• _ACTIVITY_
The answer is a stretch of the material below, returned exactly: the line containing "Keypoint placement for each instance of the low", the line containing "Keypoint placement for each instance of the white building: set", and all lines between.

── RECORDED DATA

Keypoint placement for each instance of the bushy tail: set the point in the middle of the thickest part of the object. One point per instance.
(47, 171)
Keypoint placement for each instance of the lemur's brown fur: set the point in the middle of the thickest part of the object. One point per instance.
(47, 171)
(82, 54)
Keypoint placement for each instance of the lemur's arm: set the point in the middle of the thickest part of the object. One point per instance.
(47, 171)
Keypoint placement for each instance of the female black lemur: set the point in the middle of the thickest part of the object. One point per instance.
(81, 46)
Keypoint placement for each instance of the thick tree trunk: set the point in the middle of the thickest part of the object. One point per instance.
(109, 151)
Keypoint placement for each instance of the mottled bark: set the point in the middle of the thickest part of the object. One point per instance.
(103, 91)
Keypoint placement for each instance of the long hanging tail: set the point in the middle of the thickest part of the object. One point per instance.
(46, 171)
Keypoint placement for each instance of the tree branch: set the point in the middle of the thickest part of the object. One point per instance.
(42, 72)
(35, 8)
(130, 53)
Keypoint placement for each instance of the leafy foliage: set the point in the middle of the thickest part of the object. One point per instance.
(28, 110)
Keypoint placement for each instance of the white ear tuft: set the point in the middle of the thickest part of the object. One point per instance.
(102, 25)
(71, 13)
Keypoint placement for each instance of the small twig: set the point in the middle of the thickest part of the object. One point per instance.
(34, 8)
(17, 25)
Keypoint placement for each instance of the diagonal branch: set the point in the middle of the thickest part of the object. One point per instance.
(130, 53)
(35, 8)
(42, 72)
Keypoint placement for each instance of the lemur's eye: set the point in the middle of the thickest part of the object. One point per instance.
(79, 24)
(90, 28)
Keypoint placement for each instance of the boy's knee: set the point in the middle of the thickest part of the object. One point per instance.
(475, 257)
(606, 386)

────
── RECORDED DATA

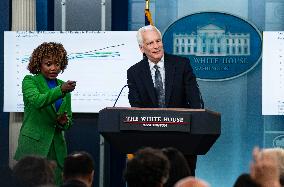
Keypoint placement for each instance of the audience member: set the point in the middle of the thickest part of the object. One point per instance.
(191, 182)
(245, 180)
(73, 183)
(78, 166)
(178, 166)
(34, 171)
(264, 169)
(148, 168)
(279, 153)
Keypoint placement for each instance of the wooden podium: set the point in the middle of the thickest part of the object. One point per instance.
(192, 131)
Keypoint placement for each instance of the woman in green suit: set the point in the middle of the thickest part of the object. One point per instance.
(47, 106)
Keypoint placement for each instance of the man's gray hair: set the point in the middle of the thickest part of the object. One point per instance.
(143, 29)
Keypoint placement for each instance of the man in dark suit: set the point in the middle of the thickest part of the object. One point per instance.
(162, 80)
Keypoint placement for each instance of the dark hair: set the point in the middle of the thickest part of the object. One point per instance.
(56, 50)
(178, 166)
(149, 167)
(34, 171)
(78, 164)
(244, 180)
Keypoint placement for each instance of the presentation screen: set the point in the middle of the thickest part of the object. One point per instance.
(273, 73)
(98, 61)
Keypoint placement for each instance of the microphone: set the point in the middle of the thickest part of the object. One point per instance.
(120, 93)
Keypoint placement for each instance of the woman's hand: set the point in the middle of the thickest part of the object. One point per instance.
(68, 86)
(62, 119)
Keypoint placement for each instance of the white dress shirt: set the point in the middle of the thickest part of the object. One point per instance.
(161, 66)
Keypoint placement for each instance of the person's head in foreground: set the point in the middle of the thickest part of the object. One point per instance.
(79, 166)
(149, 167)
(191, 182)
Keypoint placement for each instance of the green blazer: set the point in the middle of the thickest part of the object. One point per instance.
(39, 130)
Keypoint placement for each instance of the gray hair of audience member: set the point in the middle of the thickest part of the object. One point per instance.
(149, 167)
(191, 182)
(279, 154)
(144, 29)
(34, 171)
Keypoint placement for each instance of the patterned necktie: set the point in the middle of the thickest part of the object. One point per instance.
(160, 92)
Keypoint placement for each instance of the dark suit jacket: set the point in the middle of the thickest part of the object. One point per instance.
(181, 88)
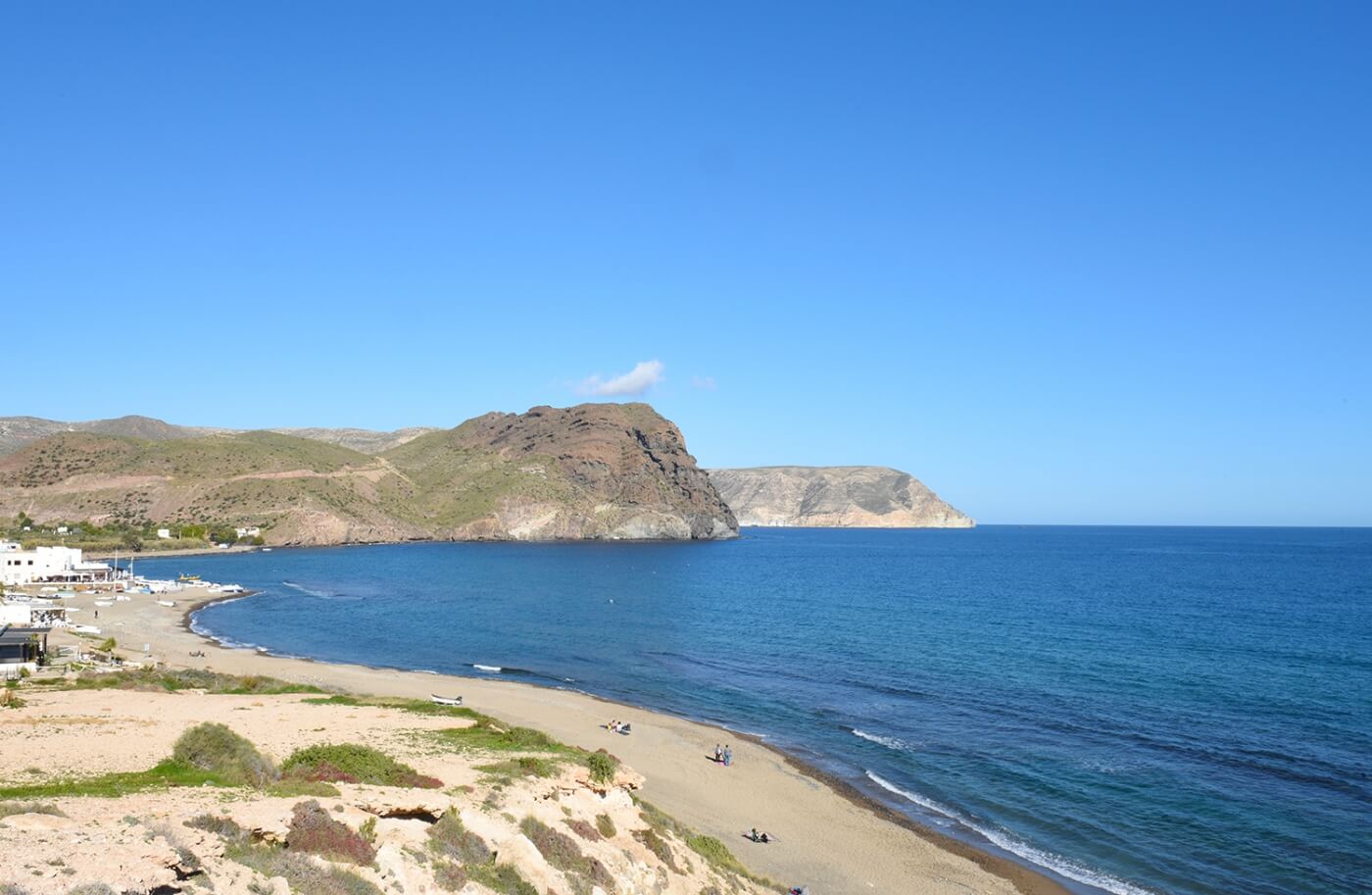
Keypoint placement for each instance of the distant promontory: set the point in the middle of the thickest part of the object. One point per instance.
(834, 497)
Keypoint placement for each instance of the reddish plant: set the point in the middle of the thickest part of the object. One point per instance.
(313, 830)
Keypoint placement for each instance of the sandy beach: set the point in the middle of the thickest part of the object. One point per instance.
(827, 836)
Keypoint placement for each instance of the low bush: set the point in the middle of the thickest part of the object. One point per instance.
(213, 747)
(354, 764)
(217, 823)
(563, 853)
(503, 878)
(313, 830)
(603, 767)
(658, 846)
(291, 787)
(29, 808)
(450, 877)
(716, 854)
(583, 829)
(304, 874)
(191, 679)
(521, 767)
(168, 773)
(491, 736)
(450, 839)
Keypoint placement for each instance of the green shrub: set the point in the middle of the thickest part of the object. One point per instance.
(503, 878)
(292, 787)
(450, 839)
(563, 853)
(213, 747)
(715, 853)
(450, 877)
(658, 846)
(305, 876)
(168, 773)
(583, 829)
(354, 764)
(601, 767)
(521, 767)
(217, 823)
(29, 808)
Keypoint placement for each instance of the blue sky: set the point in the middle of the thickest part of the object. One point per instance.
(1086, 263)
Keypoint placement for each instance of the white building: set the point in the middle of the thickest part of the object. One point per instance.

────

• _SOLUTION TO THIS TASK_
Keypoint placement for each instance of the low bush: set the point in the middle of the thickest part of the object. One point per instance.
(213, 747)
(354, 764)
(217, 823)
(563, 853)
(503, 878)
(313, 830)
(603, 767)
(658, 846)
(291, 787)
(29, 808)
(450, 877)
(716, 854)
(583, 829)
(304, 874)
(191, 679)
(521, 767)
(168, 773)
(491, 736)
(450, 839)
Keypoint placement for each instance of the green shrub: set the point in the middle of the thickest part of the object. One point per instance.
(503, 878)
(292, 787)
(450, 839)
(563, 853)
(213, 747)
(715, 853)
(450, 877)
(658, 846)
(305, 876)
(168, 773)
(583, 829)
(354, 764)
(601, 767)
(521, 767)
(217, 823)
(29, 808)
Keypoint placement for each instance of the blue sky: set the point in the middle of the thickest part of the object. One point per instance.
(1086, 263)
Keypoint placement for each instance of the white building: set the point in the middle of the thickest part of the object. One point per instance.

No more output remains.